**Exercise brief**
Pick up the passage on actor-observer bias below and continue it from its last sentence.

**Text passage**

Actor-observer bias refers to our tendency to attribute external causes to our own behaviour and to attribute internal causes to the behaviour of others [1]. Thus, when explaining our own actions, we will tend to call on aspects of the situation (difficulty of the task, chance, etc.), rather than personal elements (effort provided, personality, etc.). Conversely, and consistent with the fundamental attribution error, when we observe the behaviour of another person, we tend to explain that behaviour through the characteristics of the person being observed, rather than the situation. This difference in interpretation between the actor and the observer can therefore lead to misunderstandings and cause problems in interpersonal relationships. It can also manifest itself at the level of relations between groups: we attribute external causes to the negative behaviours of members of our own group and internal causes to the negative behaviours of members of another group (see the ultimate attribution error) [2].

For a long time, the actor / observer bias was considered to be a firmly established and widespread bias in the population. A 2006 meta-analysis, however, called into question the results of previous studies. In particular, it seems that this bias is only present when the behaviour is negative [3].


John crashes into the back of Simone's car, which was stopped at a red light. Enraged, Simone gets out of her vehicle. Walking towards John, Simone, here the observer, shouts: "What a bad driver you are! How could you pass your driver’s license test if you are unable to pay attention to what is happening in front of you?” She therefore presumes, from the information she has, that John is an incompetent driver and an inattentive person. Faced with Simone's accusatory comments, John replies: “I dozed off for a moment, but obviously, I can drive! I had to work in the hospital all night, because my replacement never came. Besides, I had no choice but to get behind the wheel, since I have to pick up my daughter from the station.” Thus, knowing his driving abilities in general and the details of the situation, John, here the actor, explains having caused an accident by the circumstances in which he finds himself.


The main hypothesis to explain this bias is the lack of information available to the observer, who does not know how the actor acts in different contexts. The observer therefore bases their idea of the person on the observed behaviour. As such, the more the pair gets to know each other, the less the bias will be present. In addition, situational elements are in the forefront for the person taking action. Indeed, unlike the observer, the actor does not pay attention only to their own behaviour and personal characteristics, focusing instead on the circumstances and/or their environment [4].

**Region pointing data**
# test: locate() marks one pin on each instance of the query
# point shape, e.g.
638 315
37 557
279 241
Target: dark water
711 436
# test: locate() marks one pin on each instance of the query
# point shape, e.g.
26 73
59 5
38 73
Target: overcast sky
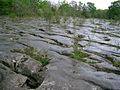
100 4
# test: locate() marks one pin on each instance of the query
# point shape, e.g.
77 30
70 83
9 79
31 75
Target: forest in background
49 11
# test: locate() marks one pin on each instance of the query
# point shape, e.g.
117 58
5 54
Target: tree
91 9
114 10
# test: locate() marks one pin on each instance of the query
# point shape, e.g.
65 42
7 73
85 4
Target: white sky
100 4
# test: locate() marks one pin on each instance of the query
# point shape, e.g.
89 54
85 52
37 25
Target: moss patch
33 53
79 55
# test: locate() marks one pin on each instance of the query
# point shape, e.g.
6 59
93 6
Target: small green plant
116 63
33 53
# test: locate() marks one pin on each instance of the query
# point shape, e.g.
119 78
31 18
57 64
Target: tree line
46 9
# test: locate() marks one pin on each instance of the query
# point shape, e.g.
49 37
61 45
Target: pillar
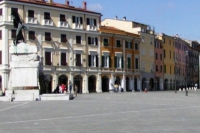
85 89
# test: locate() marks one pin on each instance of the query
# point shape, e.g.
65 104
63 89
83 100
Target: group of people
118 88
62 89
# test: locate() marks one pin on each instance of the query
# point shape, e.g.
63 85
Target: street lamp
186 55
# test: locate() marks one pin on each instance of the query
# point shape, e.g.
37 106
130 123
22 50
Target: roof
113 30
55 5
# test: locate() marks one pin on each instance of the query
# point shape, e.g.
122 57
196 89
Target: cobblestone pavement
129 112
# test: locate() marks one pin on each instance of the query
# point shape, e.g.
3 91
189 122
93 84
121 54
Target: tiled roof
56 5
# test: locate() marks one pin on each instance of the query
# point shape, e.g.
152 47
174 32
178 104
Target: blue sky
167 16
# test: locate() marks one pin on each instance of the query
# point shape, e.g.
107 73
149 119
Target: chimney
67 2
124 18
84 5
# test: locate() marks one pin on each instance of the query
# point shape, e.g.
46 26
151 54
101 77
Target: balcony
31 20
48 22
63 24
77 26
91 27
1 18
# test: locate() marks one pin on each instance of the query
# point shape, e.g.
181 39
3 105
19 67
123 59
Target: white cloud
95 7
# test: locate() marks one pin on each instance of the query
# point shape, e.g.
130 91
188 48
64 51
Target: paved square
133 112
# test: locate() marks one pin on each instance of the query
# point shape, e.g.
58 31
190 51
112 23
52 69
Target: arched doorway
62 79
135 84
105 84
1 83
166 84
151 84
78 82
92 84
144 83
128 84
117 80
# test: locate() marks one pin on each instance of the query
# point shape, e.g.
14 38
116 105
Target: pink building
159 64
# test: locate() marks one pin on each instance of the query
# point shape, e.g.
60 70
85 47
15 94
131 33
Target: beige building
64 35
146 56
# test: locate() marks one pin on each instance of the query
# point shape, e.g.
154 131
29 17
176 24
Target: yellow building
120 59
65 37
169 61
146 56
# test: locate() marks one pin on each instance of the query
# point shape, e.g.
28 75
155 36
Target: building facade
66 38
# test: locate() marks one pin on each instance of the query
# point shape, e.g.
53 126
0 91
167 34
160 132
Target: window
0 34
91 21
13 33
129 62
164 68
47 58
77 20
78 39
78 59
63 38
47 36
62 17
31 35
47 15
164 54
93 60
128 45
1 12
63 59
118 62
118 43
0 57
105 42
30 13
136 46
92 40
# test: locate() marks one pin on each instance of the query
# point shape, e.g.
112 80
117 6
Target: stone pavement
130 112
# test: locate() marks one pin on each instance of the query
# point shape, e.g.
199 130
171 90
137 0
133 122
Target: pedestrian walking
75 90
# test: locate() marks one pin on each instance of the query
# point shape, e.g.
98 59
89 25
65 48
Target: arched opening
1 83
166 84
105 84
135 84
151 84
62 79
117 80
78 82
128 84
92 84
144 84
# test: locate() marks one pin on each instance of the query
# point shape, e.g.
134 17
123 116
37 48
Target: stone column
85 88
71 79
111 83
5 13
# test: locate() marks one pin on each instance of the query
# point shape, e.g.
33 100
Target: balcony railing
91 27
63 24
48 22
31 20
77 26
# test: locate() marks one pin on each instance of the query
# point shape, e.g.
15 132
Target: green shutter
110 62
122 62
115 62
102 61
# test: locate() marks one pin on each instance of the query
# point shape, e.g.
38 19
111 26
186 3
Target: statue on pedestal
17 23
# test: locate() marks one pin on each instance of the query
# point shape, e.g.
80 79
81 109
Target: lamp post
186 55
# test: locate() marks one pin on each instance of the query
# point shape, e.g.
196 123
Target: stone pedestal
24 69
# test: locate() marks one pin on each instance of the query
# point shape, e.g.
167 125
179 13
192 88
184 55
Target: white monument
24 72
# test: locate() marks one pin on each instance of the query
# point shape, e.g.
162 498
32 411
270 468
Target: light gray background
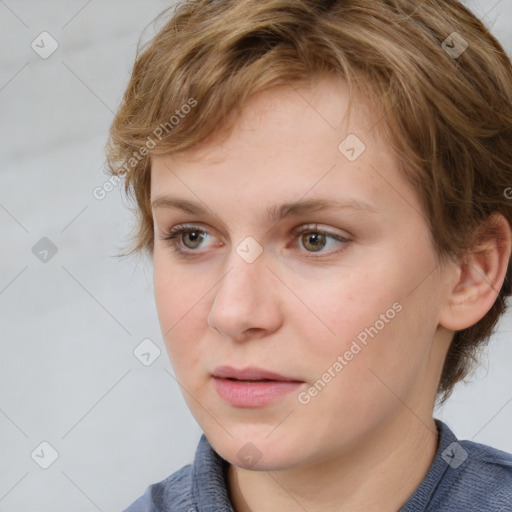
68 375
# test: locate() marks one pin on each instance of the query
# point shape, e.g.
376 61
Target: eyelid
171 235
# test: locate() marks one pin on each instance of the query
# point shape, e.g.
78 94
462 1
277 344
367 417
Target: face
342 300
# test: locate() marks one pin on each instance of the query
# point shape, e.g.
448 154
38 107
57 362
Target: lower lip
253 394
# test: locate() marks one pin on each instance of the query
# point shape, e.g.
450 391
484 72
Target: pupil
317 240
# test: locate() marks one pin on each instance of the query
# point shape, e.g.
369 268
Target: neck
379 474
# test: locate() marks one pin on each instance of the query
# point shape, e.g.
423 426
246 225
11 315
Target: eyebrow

* * *

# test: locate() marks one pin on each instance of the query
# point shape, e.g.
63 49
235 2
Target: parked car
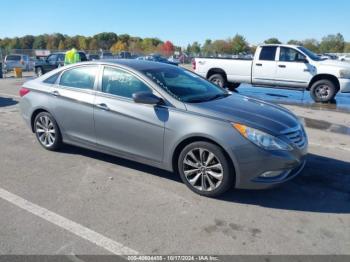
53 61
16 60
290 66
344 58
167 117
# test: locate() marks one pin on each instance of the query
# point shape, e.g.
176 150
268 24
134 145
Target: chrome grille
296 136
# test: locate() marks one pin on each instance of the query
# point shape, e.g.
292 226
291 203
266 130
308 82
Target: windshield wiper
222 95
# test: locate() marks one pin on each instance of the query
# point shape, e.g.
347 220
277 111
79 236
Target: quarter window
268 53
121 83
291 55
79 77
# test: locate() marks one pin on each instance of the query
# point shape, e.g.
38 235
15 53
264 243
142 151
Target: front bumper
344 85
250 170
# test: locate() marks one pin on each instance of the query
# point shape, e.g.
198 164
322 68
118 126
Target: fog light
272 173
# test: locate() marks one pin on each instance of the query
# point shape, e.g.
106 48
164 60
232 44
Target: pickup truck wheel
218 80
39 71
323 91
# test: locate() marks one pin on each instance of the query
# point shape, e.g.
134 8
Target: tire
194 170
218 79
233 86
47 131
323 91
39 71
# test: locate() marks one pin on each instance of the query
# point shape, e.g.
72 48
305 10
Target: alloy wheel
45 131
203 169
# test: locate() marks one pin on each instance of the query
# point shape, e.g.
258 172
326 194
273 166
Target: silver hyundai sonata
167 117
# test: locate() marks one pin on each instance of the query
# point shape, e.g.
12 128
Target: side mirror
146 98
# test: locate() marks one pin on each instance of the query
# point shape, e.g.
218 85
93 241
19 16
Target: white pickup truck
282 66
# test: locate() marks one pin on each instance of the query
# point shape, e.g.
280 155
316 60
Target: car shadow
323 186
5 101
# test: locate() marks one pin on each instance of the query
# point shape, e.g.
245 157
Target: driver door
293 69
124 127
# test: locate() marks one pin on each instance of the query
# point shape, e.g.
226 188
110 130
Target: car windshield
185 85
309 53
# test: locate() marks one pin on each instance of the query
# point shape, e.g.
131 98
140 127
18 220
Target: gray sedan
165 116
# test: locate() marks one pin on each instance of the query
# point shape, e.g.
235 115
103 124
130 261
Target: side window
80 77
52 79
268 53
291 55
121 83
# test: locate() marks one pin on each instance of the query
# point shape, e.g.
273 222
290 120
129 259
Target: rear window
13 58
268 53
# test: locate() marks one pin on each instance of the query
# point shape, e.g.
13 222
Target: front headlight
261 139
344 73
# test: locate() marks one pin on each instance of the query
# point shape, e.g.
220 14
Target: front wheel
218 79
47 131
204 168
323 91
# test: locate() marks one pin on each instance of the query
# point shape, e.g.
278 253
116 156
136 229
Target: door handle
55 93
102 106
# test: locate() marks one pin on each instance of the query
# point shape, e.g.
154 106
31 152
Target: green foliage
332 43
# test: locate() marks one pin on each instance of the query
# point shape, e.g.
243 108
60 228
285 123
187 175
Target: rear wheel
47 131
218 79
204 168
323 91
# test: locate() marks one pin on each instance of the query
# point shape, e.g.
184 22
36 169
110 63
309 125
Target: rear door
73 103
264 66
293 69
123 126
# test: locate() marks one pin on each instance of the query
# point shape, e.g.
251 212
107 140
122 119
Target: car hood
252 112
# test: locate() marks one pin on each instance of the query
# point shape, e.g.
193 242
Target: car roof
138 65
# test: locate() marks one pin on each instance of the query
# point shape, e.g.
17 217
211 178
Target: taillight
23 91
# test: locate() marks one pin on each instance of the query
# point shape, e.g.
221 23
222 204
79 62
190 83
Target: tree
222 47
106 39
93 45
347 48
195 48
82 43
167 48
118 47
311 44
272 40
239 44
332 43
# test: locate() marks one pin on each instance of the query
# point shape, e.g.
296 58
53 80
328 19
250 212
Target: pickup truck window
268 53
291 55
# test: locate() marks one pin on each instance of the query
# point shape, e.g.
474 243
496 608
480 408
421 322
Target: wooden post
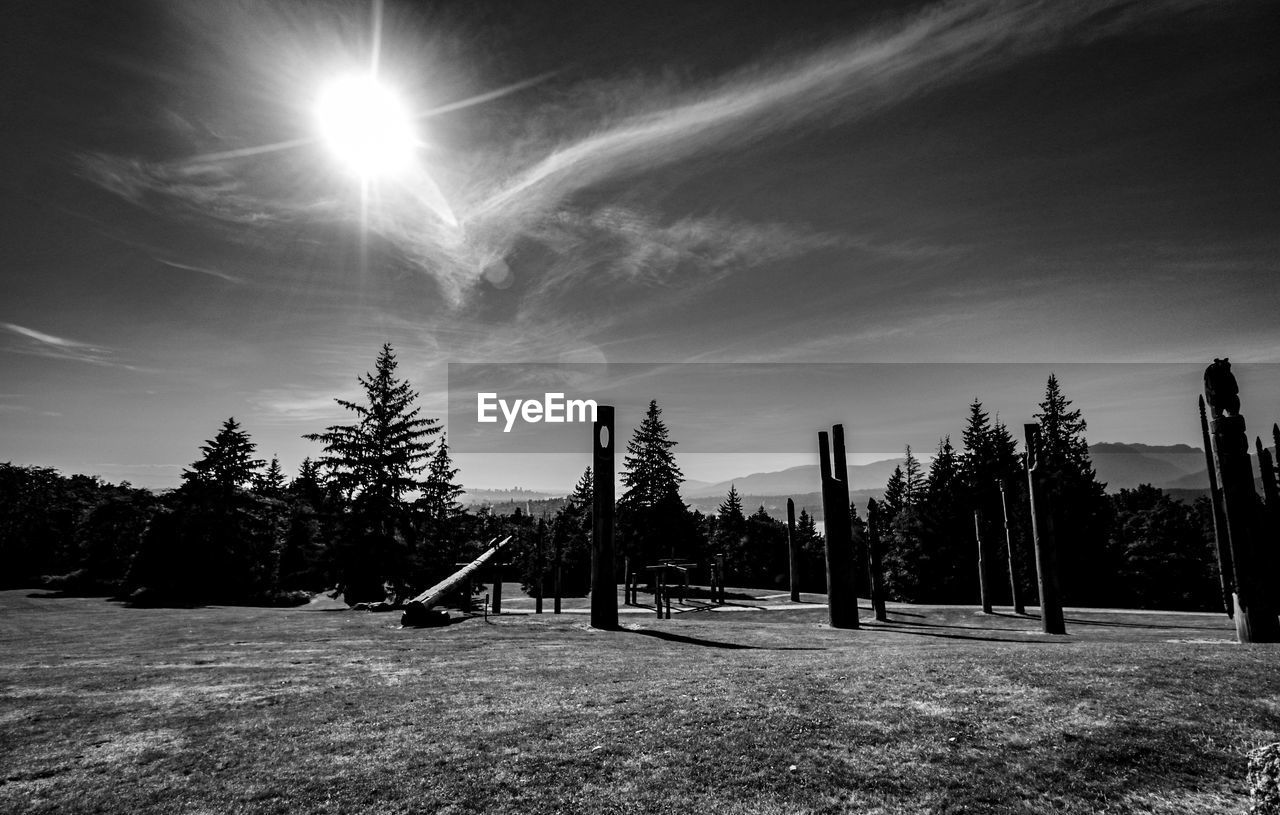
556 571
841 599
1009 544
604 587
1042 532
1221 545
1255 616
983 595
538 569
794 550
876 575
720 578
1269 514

**Answer space**
Another hypothesis is that a person tries to protect their self-esteem by explaining their negative behaviours by causes external to them and their positive behaviours by internal causes (see the self-serving bias) [5]. This would explain why the actor-observer bias only seems to concern negative behaviour.


This bias implies a divergence in perception which can cause misunderstandings [4] and even interpersonal conflicts [5]. It can also lead to self-fulfilling prophecies, since attributing internal causes to an individual's behaviour creates expectations which pushes us to act towards that individual in a way that confirms those expectations [4]. For example, if a teacher believes that a student's academic failure is due to their low intellectual level, the teacher may stop providing additional help. The student will continue to have difficulty, which will confirm the teacher's opinion about them.

Thoughts on how to act in light of this bias

  • Try to put yourself in their shoes when judging the behaviour of others.

  • In the role of an actor, think about what you could have done differently in the same situation.

  • Talk with the actor or actress to understand their action.

How is this bias measured?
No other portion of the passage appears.